_To do_.
1) According to the essay on concentration, what two kinds of concentration are there?
2) From the essay on concentration, write out the part that opens with the words containing "Concentration may be" and closes with "seem, is misplaced.".

_Passage to read_.
══════

By Frank J. Rich
In a world so full of information and activity, is it any wonder that our greatest battle may be in fighting distraction? We know by experience that concentration is required if we are to accomplish our goals — personal and professional. But in spite of this, we are too easily turned away from the important things by the sheer force of distraction common to a busy life.
In the words of a Zen master, When walking, walk. When eating, eat.
Many organizations have found “quality” to be a defining ethic. A “quality approach” to all things, they have discovered, delivers the results they seek. Ask, “Is what I’m doing at the moment the best use of my time, and am I serving quality in my approach?” It is only in the concentration we give to our principles that our practice has any hope of reflecting them.
To accomplish such results, we must find the locus of concentration, the characteristic behavior that focuses our energies on one thing at a time, no more than what science reveals the brain can achieve.
Concentration may be divided in two — short-term concentration, that which is a focus on the moment — and long-term concentration, a focus on future moments. Both are important. Both are critical to achieving our goals. Both are critical to the fulfillment we seek. But few are good at both or even one. The reason? It is not something we honor, not something we encourage in our children, in our education of them, in each other. We are far more likely to judge results than the flawed process that produces them. Consequently, we have developed a kind of bicameralism over right principles. We know them, but have difficulty adhering to them, more content to judge the outcome as less than optimal. Our focus, it would seem, is misplaced.
The ability to pay close attention to things of the moment, undistracted is a skill that can produce twice the output of others. Perhaps, even more. And, the results are likely to be twice as good, as well. Why? Because it is distractions that sap our time and that derail our best intentions. The interruption of co-workers, crisis issues, road noise, an unregulated cell phone, nearby conversations, the inconveniences of an undisciplined inner focus, are examples of the “little” things that turn our attentions.
It’s in consideration of the things that cost us our focus that we are reminded of the old saw, “The measure of a man is the size of the thing that undoes him.” The fact is, the average person is unable to stick with a task for 10 minutes before losing himself to his own disquieting mental chatter.

══════

_Supplied entries_.
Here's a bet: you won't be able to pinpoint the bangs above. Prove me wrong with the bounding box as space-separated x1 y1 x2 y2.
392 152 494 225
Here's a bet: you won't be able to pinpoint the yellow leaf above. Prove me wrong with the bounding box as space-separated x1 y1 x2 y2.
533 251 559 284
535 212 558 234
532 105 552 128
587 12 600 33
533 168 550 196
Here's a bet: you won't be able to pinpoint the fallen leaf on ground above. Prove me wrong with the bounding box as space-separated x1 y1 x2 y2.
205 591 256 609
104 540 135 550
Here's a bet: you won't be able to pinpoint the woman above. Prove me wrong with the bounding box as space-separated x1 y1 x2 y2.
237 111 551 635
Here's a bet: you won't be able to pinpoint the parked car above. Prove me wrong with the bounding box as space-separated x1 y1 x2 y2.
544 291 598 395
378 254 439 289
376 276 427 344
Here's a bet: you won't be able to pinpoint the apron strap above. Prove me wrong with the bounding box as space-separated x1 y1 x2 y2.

══════

_Solutions below_.
1) Short-term concentration, a focus on the moment, and long-term concentration, a focus on future moments.

2)
Concentration may be divided in two — short-term concentration, that which is a focus on the moment — and long-term concentration, a focus on future moments. Both are important. Both are critical to achieving our goals. Both are critical to the fulfillment we seek. But few are good at both or even one. The reason? It is not something we honor, not something we encourage in our children, in our education of them, in each other. We are far more likely to judge results than the flawed process that produces them. Consequently, we have developed a kind of bicameralism over right principles. We know them, but have difficulty adhering to them, more content to judge the outcome as less than optimal. Our focus, it would seem, is misplaced.